# Set problem
Give back every line of the records below word for word, but leave the pictures out.

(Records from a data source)

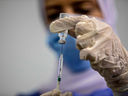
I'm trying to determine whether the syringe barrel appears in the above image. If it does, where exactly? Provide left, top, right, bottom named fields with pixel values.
left=58, top=54, right=63, bottom=78
left=58, top=13, right=69, bottom=44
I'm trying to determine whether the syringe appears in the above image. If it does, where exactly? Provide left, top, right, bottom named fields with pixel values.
left=57, top=13, right=69, bottom=90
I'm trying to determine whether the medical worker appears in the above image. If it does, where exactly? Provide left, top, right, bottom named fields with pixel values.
left=17, top=0, right=127, bottom=96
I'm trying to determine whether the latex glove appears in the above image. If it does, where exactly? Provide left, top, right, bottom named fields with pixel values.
left=50, top=15, right=128, bottom=92
left=41, top=89, right=73, bottom=96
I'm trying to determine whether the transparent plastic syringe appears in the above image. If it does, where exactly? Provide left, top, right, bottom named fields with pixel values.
left=57, top=13, right=69, bottom=90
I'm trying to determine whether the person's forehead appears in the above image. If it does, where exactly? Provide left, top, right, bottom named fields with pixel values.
left=45, top=0, right=96, bottom=6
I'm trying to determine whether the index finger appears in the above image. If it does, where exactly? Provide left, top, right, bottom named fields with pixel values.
left=50, top=15, right=90, bottom=33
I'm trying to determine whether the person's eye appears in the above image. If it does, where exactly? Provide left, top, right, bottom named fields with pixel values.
left=48, top=13, right=59, bottom=21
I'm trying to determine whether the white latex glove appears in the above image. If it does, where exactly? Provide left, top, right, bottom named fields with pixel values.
left=40, top=89, right=73, bottom=96
left=50, top=15, right=128, bottom=92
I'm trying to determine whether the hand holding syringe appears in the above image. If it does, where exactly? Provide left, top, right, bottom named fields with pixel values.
left=57, top=13, right=69, bottom=90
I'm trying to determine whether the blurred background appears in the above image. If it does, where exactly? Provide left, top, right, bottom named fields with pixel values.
left=0, top=0, right=128, bottom=96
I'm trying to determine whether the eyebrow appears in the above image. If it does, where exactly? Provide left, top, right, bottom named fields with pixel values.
left=46, top=5, right=61, bottom=9
left=72, top=0, right=93, bottom=5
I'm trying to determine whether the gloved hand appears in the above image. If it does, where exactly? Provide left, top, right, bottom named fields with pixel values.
left=50, top=15, right=128, bottom=92
left=41, top=89, right=73, bottom=96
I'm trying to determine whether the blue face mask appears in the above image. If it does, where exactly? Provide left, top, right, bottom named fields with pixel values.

# Solution to this exercise
I'm trying to determine whether the syringe barrel appears in the above image. If it does, where exactly? Provide left, top, right, bottom named fields with pixel values.
left=58, top=54, right=63, bottom=78
left=58, top=13, right=69, bottom=44
I'm trying to determine whether the syringe appears in the above image. If it does, where exactly? Provide left, top, right, bottom named fields with pixel values.
left=57, top=13, right=69, bottom=90
I'm trying to determine whether the medical worker appears in the above image. If it does, where exactly? Provide left, top, right, bottom named fields with pixel values.
left=17, top=0, right=127, bottom=96
I'm trying to determine whether the latex glove appears in the above image. If it does, where exactly? Provide left, top, right, bottom named fields with pixel values.
left=50, top=15, right=128, bottom=92
left=41, top=89, right=73, bottom=96
I'm trying to determine whether the transparent plastic syringe appears in the above image. If it does, where exactly? Provide left, top, right, bottom named fields with pixel values.
left=57, top=13, right=69, bottom=90
I'm trying to determine whether the person's forehead appears in the above image. If it does, where exactly? Provide left, top, right, bottom named fields with pixel values.
left=45, top=0, right=96, bottom=6
I'm trying to determine whether the index finger appears in the above image. If it does, where exactly? Provide left, top, right, bottom named fields with pixel values.
left=50, top=15, right=90, bottom=33
I'm trying to determine whether the person's eye appears in the above image. If it does, where exactly? Provide left, top, right, bottom named fields with pixel values.
left=48, top=13, right=59, bottom=21
I'm trying to determine whether the white latex glove appears in the above image. If it does, where exactly? Provide left, top, right, bottom named fields with pixel values.
left=40, top=89, right=73, bottom=96
left=50, top=15, right=128, bottom=92
I'm trying to determine whether the hand holding syringe appears in the above image. If it does, where exactly? Provide left, top, right, bottom named fields with pixel values.
left=57, top=13, right=69, bottom=90
I'm trying to determine whether the blurred background appears in the above image. If it does, where exactly? Provide left, top, right, bottom named fields with pixel values.
left=0, top=0, right=128, bottom=96
I'm trying to determine whether the eyebrow appears in the above image. If it does, where exactly? Provide left, top, right, bottom named fields with pixel values.
left=46, top=5, right=61, bottom=9
left=72, top=0, right=93, bottom=5
I'm trying to determine whether the gloved hand appears in the above image. If it does, where exactly? Provide left, top, right, bottom named fields with pixel values.
left=50, top=15, right=128, bottom=92
left=41, top=89, right=73, bottom=96
I'm trying to determine whether the blue face mask appears in the above image. If it does, where exactly? Provide left, top, right, bottom named fields with pixel values.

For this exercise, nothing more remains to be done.